Data entries:
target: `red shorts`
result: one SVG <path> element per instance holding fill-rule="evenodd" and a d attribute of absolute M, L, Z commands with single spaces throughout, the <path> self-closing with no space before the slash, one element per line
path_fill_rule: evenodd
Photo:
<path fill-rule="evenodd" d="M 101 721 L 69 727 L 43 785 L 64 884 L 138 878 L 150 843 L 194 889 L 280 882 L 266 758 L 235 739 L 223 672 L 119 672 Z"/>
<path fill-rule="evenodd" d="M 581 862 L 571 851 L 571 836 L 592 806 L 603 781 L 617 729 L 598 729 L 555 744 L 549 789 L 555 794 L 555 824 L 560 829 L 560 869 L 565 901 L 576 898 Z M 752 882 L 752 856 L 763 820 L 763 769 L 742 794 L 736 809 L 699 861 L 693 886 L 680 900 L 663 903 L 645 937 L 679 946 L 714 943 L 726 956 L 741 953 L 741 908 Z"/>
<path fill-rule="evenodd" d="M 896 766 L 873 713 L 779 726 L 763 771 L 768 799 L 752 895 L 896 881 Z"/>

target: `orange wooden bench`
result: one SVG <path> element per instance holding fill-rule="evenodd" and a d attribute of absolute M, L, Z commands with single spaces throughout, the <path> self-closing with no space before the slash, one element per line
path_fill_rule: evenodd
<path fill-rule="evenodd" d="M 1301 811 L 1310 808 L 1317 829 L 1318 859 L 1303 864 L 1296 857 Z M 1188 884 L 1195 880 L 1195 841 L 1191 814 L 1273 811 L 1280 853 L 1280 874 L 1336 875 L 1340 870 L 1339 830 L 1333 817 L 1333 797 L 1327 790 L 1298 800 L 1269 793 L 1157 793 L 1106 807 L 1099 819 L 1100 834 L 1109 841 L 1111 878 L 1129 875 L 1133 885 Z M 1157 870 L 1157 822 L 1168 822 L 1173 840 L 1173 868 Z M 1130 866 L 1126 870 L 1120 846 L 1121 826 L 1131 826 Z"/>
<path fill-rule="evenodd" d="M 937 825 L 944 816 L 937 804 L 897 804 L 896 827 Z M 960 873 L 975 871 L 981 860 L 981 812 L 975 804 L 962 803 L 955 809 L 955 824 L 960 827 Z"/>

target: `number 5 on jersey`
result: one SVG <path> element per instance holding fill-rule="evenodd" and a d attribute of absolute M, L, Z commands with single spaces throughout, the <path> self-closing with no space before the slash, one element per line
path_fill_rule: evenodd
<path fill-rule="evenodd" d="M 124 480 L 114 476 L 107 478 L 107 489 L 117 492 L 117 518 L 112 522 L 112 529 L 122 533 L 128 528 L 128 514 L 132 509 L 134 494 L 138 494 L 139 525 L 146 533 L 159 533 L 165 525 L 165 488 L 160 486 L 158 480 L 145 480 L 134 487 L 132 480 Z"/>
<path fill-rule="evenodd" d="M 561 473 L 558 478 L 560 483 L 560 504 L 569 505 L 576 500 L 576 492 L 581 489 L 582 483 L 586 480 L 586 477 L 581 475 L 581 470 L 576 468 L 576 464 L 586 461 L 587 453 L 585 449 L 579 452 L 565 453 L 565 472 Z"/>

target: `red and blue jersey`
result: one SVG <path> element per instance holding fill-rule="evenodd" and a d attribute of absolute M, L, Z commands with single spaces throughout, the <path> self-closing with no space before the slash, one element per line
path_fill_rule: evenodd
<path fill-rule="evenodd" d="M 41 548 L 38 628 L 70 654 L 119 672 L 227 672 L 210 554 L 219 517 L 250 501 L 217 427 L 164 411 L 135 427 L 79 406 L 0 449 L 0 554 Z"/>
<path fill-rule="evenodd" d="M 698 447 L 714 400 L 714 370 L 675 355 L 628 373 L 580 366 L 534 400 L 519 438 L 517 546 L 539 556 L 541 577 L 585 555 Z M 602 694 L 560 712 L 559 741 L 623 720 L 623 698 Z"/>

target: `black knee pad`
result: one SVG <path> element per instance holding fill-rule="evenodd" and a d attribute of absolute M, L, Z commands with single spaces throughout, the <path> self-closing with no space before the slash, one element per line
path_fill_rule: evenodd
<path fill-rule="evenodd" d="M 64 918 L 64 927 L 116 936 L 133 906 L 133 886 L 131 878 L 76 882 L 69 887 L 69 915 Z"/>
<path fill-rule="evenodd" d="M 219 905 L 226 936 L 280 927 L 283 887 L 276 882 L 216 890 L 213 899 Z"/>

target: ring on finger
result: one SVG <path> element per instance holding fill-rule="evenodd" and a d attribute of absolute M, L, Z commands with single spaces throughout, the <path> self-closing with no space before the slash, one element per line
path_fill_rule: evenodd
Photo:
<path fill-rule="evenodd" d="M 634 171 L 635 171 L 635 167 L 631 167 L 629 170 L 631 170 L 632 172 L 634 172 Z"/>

## What the task requires:
Find the lines in the data that include "target", then copy each of them.

## Written solution:
target: `red shorts`
target: `orange wooden bench`
target: `number 5 on jersey`
target: `red and blue jersey`
target: `black knee pad`
target: ring on finger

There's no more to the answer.